### JOB ITEM
Pull out each of the lines below that contains the string "positive", treating uppercase and lowercase letters as different.

### DATA
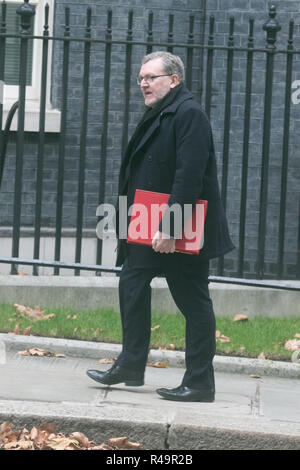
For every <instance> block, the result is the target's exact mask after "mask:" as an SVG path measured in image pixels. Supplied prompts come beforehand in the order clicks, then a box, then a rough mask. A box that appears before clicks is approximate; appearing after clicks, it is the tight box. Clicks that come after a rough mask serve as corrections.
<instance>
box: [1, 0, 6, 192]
mask: <svg viewBox="0 0 300 470" xmlns="http://www.w3.org/2000/svg"><path fill="white" fill-rule="evenodd" d="M0 33H1V34H5V33H6V2H5V1H4V2H2V4H1V24H0ZM5 40H6V38H5V36H2V37H0V189H1V182H2V176H3V169H4V155H3V159H2V158H1V157H2V150H3V147H4V133H3V131H2V121H3V104H4V103H3V101H4V64H5Z"/></svg>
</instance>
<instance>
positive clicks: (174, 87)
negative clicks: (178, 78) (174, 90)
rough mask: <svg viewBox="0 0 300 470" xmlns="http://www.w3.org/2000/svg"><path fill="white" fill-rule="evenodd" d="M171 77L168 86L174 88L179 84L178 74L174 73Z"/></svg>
mask: <svg viewBox="0 0 300 470" xmlns="http://www.w3.org/2000/svg"><path fill="white" fill-rule="evenodd" d="M171 78H172V82H171V85H170V88H175V87H176V86H177V85H179V79H178V75H177V74H176V73H174V74H173V75H172V76H171Z"/></svg>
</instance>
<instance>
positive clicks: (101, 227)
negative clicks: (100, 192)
mask: <svg viewBox="0 0 300 470" xmlns="http://www.w3.org/2000/svg"><path fill="white" fill-rule="evenodd" d="M193 213H194V217H193V218H192V214H193ZM96 215H97V216H98V217H100V220H99V222H98V224H97V227H96V234H97V237H98V238H100V239H104V238H105V239H107V238H115V237H116V232H115V228H116V225H117V226H118V238H119V239H120V240H126V239H127V237H128V220H129V217H130V218H131V222H130V229H129V230H130V238H131V240H141V239H142V240H147V239H149V238H151V239H153V238H154V235H155V234H156V232H157V231H158V230H159V226H160V223H161V227H160V231H161V232H162V237H163V238H170V234H172V235H171V236H172V238H174V239H177V240H180V239H182V238H183V237H184V238H185V239H186V241H187V242H188V246H187V248H188V249H190V250H193V249H194V248H195V247H196V246H197V244H198V243H199V234H200V236H201V244H200V245H201V246H202V245H203V227H204V207H203V206H202V205H201V204H196V205H195V206H193V205H192V204H184V206H183V209H182V206H181V205H180V204H173V205H171V206H168V204H165V203H163V204H153V203H152V204H150V213H149V207H147V206H146V205H144V204H134V205H132V206H130V207H129V208H128V205H127V196H119V204H118V211H116V209H115V207H114V205H112V204H108V203H104V204H100V205H99V206H98V207H97V211H96ZM192 222H193V223H192Z"/></svg>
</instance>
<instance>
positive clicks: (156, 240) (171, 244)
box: [152, 232, 175, 253]
mask: <svg viewBox="0 0 300 470" xmlns="http://www.w3.org/2000/svg"><path fill="white" fill-rule="evenodd" d="M152 248H153V250H154V251H156V252H157V253H174V251H175V239H174V238H170V237H168V236H167V235H165V234H164V233H162V232H156V234H155V235H154V237H153V240H152Z"/></svg>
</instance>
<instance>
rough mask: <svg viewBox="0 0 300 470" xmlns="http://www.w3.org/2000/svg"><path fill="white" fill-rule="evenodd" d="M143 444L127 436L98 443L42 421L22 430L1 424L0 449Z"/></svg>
mask: <svg viewBox="0 0 300 470" xmlns="http://www.w3.org/2000/svg"><path fill="white" fill-rule="evenodd" d="M141 446H142V445H141V444H139V443H137V442H130V441H129V440H128V438H127V437H118V438H111V439H109V441H108V443H107V444H106V443H104V442H103V443H102V444H100V445H97V444H95V442H92V441H90V440H89V439H88V438H87V436H85V435H84V434H83V433H81V432H73V433H72V434H70V436H65V435H64V434H62V433H58V434H57V432H56V425H55V424H54V423H42V424H41V426H34V427H33V428H32V429H31V430H27V429H26V428H25V427H24V428H23V429H22V430H21V431H13V426H12V424H11V423H8V422H4V423H2V424H0V450H51V449H52V450H116V449H124V450H126V449H138V448H140V447H141Z"/></svg>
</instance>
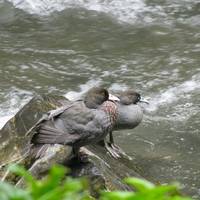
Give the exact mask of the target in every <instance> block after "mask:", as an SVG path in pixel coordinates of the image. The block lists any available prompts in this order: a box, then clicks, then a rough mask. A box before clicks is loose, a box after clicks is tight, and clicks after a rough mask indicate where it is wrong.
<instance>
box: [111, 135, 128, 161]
mask: <svg viewBox="0 0 200 200" xmlns="http://www.w3.org/2000/svg"><path fill="white" fill-rule="evenodd" d="M109 140H110V141H109V143H108V145H109V146H110V148H111V149H113V150H114V151H115V153H116V154H118V156H119V157H121V156H120V155H119V154H121V155H123V156H126V157H127V158H128V159H129V160H131V157H130V156H128V155H127V154H126V153H125V152H124V151H123V150H122V149H121V148H120V147H119V146H117V145H116V144H115V143H114V138H113V134H112V131H111V132H110V133H109Z"/></svg>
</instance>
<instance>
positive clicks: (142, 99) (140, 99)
mask: <svg viewBox="0 0 200 200" xmlns="http://www.w3.org/2000/svg"><path fill="white" fill-rule="evenodd" d="M139 102H142V103H146V104H149V101H148V100H146V99H145V98H143V97H141V98H140V101H139Z"/></svg>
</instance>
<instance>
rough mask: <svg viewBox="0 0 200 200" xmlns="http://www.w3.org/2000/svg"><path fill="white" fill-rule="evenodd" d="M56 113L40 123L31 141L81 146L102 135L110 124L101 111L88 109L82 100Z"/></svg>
mask: <svg viewBox="0 0 200 200" xmlns="http://www.w3.org/2000/svg"><path fill="white" fill-rule="evenodd" d="M58 113H59V114H58V115H57V114H56V115H54V117H53V118H49V119H48V120H45V121H44V122H42V123H41V124H40V126H39V129H38V132H37V134H36V135H35V136H34V137H33V139H32V141H33V143H40V144H56V143H57V144H69V145H72V144H79V145H80V146H82V145H86V143H88V142H89V141H95V140H99V138H101V137H104V135H105V134H106V131H107V127H109V125H110V124H109V120H108V117H107V116H106V114H105V113H104V112H103V111H96V110H92V109H88V108H87V107H85V105H84V103H83V102H79V103H76V104H74V105H73V106H71V107H68V108H67V109H65V110H64V111H62V112H58Z"/></svg>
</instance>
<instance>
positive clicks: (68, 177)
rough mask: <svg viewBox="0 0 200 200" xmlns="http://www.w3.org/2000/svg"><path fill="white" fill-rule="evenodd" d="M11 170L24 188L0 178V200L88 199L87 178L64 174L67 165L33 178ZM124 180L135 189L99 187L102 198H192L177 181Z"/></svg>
mask: <svg viewBox="0 0 200 200" xmlns="http://www.w3.org/2000/svg"><path fill="white" fill-rule="evenodd" d="M10 171H12V172H13V173H15V174H17V175H19V176H21V177H23V178H24V179H25V181H26V187H25V188H24V189H20V188H17V187H15V186H13V185H11V184H9V183H6V182H0V200H90V199H94V198H93V197H91V196H90V195H89V190H88V184H87V180H86V179H84V178H79V179H78V178H71V177H69V176H68V177H67V178H66V176H65V175H66V173H67V171H66V169H65V168H64V167H61V166H54V167H53V168H52V169H51V170H50V172H49V174H48V176H47V177H46V178H44V179H42V180H36V179H35V178H34V177H33V176H31V175H30V174H29V173H28V172H27V171H26V170H25V169H24V168H22V167H19V166H16V165H14V166H11V167H10ZM125 182H126V183H127V184H129V185H130V186H131V187H133V188H134V190H136V192H132V191H113V192H109V191H102V192H100V199H101V200H191V198H187V197H182V196H181V195H179V193H178V188H179V186H178V185H177V184H172V185H161V186H155V185H154V184H152V183H150V182H148V181H146V180H142V179H138V178H127V179H125Z"/></svg>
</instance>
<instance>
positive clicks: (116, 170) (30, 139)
mask: <svg viewBox="0 0 200 200" xmlns="http://www.w3.org/2000/svg"><path fill="white" fill-rule="evenodd" d="M67 102H68V100H67V99H65V98H64V97H59V96H36V97H34V98H32V99H31V100H30V101H29V102H28V103H27V104H26V105H25V106H24V107H23V108H22V109H21V110H20V111H19V112H18V113H17V114H16V115H15V116H14V117H13V118H12V119H10V120H9V121H8V122H7V123H6V125H5V126H4V127H3V128H2V129H1V130H0V144H1V146H0V149H1V151H0V158H1V159H0V162H1V163H0V164H1V168H0V171H1V173H0V176H1V178H2V179H3V180H10V181H12V182H15V183H16V182H17V181H16V179H15V178H13V177H12V176H10V175H9V174H8V173H7V172H6V170H5V168H4V166H6V165H7V164H8V163H13V162H14V163H22V164H24V165H25V166H26V167H27V168H28V169H29V171H30V172H31V173H32V174H33V175H34V176H36V177H38V178H41V177H42V176H44V175H45V173H46V172H47V171H48V169H49V168H50V167H51V166H52V165H53V164H62V165H65V166H67V167H70V168H71V175H72V176H75V177H79V176H87V177H88V178H89V180H90V181H91V184H90V185H91V191H92V192H93V194H94V195H95V196H96V195H97V191H98V190H99V189H104V188H105V189H109V190H116V189H123V190H125V189H129V188H128V186H127V185H125V184H124V183H123V181H122V179H123V178H125V177H127V176H137V177H139V174H138V173H136V171H135V170H134V169H132V165H133V163H132V162H131V161H129V160H127V159H125V158H123V157H122V158H120V159H118V160H116V159H114V158H112V157H110V156H109V155H108V154H107V153H106V151H105V148H103V147H101V146H97V145H95V146H88V147H87V148H85V147H84V148H83V149H84V150H83V151H84V153H85V154H86V155H87V157H88V162H86V163H80V162H78V161H77V160H76V159H75V158H74V157H75V155H74V154H73V151H72V147H70V146H63V145H58V144H54V145H50V144H47V145H44V146H43V147H42V148H45V155H43V156H42V158H39V159H36V158H37V156H36V155H35V154H32V152H35V149H37V148H40V146H34V147H32V146H31V145H30V140H31V137H32V136H33V134H34V131H35V130H34V127H35V125H36V124H37V122H38V121H39V120H40V119H41V118H42V116H43V115H44V114H45V113H46V112H47V111H49V110H52V109H55V108H57V107H59V106H62V105H65V104H66V103H67ZM27 133H28V134H27ZM33 150H34V151H33ZM129 166H131V167H129ZM23 184H24V183H23V180H22V179H21V180H19V181H18V182H17V185H21V186H22V185H23Z"/></svg>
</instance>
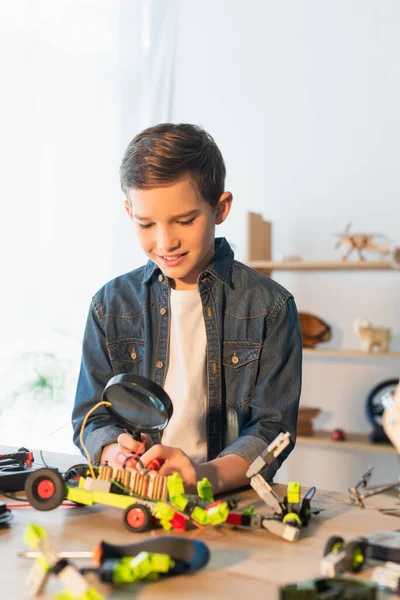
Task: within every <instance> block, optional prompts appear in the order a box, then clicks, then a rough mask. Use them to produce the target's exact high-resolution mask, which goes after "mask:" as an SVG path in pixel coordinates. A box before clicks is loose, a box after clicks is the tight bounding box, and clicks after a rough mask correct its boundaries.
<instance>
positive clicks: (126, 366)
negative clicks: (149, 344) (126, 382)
mask: <svg viewBox="0 0 400 600" xmlns="http://www.w3.org/2000/svg"><path fill="white" fill-rule="evenodd" d="M108 351H109V354H110V359H111V364H112V367H113V371H114V373H115V375H119V374H121V373H135V374H136V375H142V374H143V373H142V371H143V368H144V360H143V359H144V341H142V340H137V339H127V340H121V341H119V342H115V343H113V344H110V345H109V346H108Z"/></svg>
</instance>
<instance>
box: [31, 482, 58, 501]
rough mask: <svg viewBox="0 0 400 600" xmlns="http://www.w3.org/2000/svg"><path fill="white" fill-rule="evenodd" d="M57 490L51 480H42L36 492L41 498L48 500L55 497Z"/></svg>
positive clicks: (39, 483)
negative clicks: (55, 493)
mask: <svg viewBox="0 0 400 600" xmlns="http://www.w3.org/2000/svg"><path fill="white" fill-rule="evenodd" d="M55 489H56V488H55V486H54V483H53V482H52V481H50V479H42V481H39V483H38V486H37V489H36V492H37V495H38V496H39V498H42V499H43V500H48V499H49V498H51V497H52V496H53V494H54V492H55Z"/></svg>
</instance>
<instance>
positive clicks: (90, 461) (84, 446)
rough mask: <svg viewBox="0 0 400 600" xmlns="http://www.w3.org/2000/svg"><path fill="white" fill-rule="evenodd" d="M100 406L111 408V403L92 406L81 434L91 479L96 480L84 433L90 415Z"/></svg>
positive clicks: (80, 434)
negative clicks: (91, 478)
mask: <svg viewBox="0 0 400 600" xmlns="http://www.w3.org/2000/svg"><path fill="white" fill-rule="evenodd" d="M99 406H111V402H106V401H104V400H102V401H101V402H98V403H97V404H95V405H94V406H92V408H91V409H90V410H89V411H88V412H87V413H86V415H85V418H84V419H83V422H82V426H81V431H80V433H79V441H80V444H81V447H82V450H83V451H84V453H85V456H86V458H87V461H88V467H89V471H90V475H91V477H92V478H93V479H96V475H95V472H94V469H93V464H92V461H91V460H90V454H89V451H88V449H87V448H86V446H85V444H84V441H83V432H84V430H85V427H86V423H87V420H88V418H89V417H90V415H91V414H92V412H93V411H95V410H96V409H97V408H99Z"/></svg>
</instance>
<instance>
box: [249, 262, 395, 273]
mask: <svg viewBox="0 0 400 600" xmlns="http://www.w3.org/2000/svg"><path fill="white" fill-rule="evenodd" d="M247 264H248V265H249V267H251V268H252V269H256V270H259V271H394V270H396V269H395V267H394V265H393V263H391V262H390V261H388V260H364V261H359V260H357V261H356V260H347V261H345V260H344V261H339V260H337V261H315V260H285V261H283V260H282V261H273V260H250V261H248V263H247Z"/></svg>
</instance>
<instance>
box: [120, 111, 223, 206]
mask: <svg viewBox="0 0 400 600" xmlns="http://www.w3.org/2000/svg"><path fill="white" fill-rule="evenodd" d="M185 175H190V176H191V177H192V179H193V180H194V181H195V183H196V185H197V188H198V190H199V192H200V193H201V195H202V196H203V198H204V199H205V200H207V202H209V203H210V204H211V206H212V207H215V206H216V204H217V203H218V200H219V198H220V196H221V194H223V192H224V189H225V175H226V169H225V163H224V159H223V157H222V154H221V151H220V150H219V148H218V146H217V144H216V143H215V141H214V139H213V138H212V137H211V135H210V134H208V133H207V132H206V131H204V129H202V128H201V127H199V126H198V125H190V124H188V123H181V124H178V125H176V124H173V123H161V124H160V125H155V126H154V127H149V128H148V129H145V130H144V131H142V132H141V133H139V134H138V135H137V136H136V137H134V138H133V140H132V141H131V143H130V144H129V146H128V148H127V149H126V151H125V154H124V158H123V159H122V163H121V168H120V177H121V187H122V189H123V191H124V192H125V194H127V193H128V191H129V189H130V188H137V189H144V188H152V187H157V186H160V185H165V184H167V183H172V182H174V181H177V180H178V179H181V178H182V177H184V176H185Z"/></svg>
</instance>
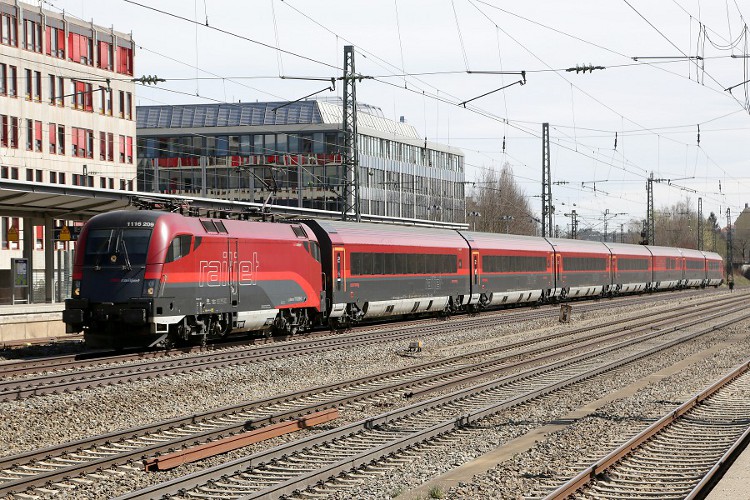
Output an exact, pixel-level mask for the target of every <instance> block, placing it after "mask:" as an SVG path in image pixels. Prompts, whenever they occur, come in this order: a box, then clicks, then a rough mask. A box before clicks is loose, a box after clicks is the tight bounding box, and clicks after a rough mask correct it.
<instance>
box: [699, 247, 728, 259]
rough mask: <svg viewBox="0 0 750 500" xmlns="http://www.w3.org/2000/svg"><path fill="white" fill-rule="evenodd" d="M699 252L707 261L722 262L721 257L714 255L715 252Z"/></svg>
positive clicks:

### SOLVED PROBLEM
positive clicks: (174, 87)
positive clicks: (101, 227)
positive clicks: (156, 240) (171, 244)
positive clicks: (142, 99) (140, 99)
positive clicks: (68, 177)
positive clicks: (116, 170) (30, 139)
positive clicks: (126, 366)
positive clicks: (39, 483)
positive clicks: (90, 461) (84, 446)
positive clicks: (80, 434)
positive clicks:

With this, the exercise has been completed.